— Begin Quoted passage —

However, although the central artefact was the main draw, not every attracted stakeholder (ripple in) stayed (equally) involved over time (ripple out). For example, three city council departments stepped back when the developments went in a direction that no longer provided value for them; most of the academics involved contributed, became interconnected, and went their own separate ways (which can be described as collaborative spillovers); and the involvement of the higher education institution was limited to a single semester. Such dynamic inflow and outflow of stakeholders requires stakeholder identification and selection to be conceptualized on a continual basis. This entails a more dynamic understanding of collaboration ecosystems as actors come and go over time and an understanding that ecosystem collaborations should not be considered fixed but should rather be studied from the perspective of the ecosystem lifecycle.

— End Quoted passage —
— Begin Given information —

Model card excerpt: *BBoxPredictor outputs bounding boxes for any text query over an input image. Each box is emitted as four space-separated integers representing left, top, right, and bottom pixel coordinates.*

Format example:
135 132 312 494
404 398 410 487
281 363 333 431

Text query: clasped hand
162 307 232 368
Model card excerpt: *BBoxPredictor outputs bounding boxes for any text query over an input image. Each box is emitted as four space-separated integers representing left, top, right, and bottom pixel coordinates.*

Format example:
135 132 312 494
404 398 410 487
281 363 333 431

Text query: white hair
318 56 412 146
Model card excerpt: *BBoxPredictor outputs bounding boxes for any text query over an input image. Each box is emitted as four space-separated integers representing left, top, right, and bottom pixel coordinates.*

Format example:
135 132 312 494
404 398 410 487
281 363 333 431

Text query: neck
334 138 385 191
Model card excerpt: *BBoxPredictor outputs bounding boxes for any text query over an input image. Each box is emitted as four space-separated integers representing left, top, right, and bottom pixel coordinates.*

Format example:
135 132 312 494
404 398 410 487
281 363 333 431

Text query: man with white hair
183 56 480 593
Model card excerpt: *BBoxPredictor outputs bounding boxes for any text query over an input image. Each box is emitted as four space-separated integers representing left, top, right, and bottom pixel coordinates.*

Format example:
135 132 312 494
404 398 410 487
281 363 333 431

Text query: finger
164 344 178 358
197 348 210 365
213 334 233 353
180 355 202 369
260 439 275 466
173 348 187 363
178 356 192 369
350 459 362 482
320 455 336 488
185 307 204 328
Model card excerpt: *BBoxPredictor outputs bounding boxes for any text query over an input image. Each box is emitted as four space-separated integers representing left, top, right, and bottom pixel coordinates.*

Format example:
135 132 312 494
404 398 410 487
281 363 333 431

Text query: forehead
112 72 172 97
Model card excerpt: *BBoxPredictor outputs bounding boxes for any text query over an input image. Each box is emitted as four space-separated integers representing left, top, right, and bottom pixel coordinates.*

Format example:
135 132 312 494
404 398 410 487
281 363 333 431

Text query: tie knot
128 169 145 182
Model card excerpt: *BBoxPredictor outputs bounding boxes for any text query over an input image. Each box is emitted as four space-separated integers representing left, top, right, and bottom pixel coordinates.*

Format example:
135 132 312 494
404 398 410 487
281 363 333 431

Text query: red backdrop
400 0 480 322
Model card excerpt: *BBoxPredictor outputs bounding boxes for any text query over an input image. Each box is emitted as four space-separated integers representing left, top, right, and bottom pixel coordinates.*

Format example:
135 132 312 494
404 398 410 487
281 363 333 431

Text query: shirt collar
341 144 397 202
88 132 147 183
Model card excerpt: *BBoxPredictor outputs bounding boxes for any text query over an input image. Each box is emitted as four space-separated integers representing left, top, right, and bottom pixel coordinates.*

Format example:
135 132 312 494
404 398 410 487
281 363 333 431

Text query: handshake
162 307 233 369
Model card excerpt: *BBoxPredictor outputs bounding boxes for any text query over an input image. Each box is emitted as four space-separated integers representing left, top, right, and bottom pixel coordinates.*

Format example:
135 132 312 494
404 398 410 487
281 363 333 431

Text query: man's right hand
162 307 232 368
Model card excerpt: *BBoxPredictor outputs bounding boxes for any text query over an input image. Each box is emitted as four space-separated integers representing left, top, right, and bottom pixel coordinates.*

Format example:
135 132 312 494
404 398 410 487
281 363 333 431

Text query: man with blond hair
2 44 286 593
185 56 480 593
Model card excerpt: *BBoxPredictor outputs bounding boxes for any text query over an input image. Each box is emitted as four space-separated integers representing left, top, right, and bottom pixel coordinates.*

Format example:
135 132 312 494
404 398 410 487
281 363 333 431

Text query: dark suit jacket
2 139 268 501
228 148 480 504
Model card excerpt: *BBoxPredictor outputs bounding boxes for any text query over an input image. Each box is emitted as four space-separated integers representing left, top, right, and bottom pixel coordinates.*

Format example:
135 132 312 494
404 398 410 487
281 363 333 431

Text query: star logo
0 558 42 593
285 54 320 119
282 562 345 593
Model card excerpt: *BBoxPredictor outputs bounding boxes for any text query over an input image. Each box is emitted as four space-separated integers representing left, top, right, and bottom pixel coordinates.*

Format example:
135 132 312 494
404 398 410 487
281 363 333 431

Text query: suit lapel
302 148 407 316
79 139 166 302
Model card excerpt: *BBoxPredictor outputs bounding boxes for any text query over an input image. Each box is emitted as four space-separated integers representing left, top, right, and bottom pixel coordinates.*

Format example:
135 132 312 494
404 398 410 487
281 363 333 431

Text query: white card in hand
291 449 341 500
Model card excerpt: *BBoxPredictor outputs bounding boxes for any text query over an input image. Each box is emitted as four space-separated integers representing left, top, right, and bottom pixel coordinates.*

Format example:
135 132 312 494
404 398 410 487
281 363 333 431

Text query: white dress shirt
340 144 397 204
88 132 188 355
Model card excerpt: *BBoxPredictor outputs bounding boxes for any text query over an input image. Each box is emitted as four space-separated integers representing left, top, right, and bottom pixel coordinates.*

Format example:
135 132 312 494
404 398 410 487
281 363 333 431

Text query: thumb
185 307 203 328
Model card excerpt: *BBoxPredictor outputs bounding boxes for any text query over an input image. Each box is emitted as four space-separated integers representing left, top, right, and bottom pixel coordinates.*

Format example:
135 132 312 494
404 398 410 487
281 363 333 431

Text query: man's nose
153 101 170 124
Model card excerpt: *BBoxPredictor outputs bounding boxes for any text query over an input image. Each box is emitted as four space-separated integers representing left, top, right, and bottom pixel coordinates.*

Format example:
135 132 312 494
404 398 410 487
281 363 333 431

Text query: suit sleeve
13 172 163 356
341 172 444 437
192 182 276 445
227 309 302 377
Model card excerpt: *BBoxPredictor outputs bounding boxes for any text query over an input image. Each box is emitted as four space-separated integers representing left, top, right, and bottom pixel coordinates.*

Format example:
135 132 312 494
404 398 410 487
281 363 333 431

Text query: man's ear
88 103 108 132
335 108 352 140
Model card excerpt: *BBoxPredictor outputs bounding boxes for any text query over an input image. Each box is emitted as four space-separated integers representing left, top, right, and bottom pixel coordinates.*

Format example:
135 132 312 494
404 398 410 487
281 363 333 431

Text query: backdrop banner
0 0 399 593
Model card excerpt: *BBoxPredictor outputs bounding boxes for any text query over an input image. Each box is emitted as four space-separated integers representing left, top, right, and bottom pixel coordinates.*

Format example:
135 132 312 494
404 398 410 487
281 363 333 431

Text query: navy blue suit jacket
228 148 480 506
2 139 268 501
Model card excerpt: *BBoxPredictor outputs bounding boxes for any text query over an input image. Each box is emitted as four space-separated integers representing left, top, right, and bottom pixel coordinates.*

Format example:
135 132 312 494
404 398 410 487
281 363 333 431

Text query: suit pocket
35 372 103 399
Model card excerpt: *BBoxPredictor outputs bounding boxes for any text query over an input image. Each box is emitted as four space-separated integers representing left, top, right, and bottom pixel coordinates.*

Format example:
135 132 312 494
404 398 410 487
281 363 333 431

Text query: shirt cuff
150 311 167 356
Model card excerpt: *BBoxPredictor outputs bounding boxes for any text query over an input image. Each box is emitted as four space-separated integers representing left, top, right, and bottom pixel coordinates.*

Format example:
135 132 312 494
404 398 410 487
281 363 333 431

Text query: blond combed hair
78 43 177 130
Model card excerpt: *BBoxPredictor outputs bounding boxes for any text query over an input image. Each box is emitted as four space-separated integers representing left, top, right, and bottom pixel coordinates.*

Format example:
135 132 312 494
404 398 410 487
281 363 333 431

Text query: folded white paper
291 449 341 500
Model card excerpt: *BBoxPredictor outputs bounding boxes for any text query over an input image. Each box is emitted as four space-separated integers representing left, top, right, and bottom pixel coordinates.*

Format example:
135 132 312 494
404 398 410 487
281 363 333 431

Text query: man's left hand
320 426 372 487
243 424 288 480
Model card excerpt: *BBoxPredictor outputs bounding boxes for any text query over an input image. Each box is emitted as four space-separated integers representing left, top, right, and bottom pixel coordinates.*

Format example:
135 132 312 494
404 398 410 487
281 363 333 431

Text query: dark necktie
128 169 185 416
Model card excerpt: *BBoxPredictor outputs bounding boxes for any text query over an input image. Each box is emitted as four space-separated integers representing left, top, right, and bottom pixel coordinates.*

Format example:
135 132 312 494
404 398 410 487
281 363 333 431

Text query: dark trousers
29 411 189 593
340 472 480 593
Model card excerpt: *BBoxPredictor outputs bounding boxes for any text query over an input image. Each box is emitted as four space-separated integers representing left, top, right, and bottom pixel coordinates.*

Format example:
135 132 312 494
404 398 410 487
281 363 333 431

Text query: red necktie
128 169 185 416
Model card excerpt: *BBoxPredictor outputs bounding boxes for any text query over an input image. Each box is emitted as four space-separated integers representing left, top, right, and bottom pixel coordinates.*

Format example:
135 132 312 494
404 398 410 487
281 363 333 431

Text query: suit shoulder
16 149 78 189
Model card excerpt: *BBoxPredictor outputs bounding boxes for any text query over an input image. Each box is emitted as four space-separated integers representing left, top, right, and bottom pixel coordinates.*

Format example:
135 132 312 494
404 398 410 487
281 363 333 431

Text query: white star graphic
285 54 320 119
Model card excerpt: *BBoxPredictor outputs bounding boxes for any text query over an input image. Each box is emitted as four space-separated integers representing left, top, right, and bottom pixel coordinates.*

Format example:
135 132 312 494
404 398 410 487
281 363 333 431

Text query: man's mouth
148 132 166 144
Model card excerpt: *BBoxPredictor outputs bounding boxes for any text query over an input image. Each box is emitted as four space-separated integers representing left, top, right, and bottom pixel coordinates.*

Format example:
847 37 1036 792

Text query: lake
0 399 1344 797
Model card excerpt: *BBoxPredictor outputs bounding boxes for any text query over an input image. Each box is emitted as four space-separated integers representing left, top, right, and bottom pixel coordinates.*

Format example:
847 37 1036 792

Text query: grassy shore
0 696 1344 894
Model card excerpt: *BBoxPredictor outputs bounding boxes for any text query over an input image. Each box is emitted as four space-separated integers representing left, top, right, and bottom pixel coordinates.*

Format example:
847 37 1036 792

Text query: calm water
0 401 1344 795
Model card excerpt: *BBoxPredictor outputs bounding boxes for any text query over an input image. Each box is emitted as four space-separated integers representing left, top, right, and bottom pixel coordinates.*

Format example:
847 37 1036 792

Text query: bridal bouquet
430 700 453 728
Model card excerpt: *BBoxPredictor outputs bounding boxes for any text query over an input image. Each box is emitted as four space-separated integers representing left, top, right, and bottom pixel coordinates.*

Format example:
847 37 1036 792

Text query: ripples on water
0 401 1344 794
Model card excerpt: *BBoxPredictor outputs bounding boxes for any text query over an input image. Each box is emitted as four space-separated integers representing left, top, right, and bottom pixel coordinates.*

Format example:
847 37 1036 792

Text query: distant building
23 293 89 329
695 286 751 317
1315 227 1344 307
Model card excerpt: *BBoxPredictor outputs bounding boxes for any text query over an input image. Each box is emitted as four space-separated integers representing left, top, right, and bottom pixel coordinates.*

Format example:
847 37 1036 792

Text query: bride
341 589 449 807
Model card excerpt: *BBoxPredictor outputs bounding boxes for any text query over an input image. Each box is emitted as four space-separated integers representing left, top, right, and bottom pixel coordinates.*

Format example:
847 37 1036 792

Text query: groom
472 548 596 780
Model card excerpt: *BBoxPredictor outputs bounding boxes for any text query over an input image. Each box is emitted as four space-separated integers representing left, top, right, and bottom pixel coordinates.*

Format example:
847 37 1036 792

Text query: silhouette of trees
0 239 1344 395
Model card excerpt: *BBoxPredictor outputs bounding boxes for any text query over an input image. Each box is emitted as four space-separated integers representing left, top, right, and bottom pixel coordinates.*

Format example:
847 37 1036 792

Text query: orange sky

— End Given information —

Your objective:
Answer these questions from the passage on stakeholder involvement:
1. How many city council departments stepped back, and why?
2. How long was the higher education institution involved?
3. What term describes the academics contributing, becoming interconnected and then going their separate ways?

Output for this task:
1. Three departments stepped back, because the developments went in a direction that no longer provided value for them.
2. A single semester.
3. Collaborative spillovers.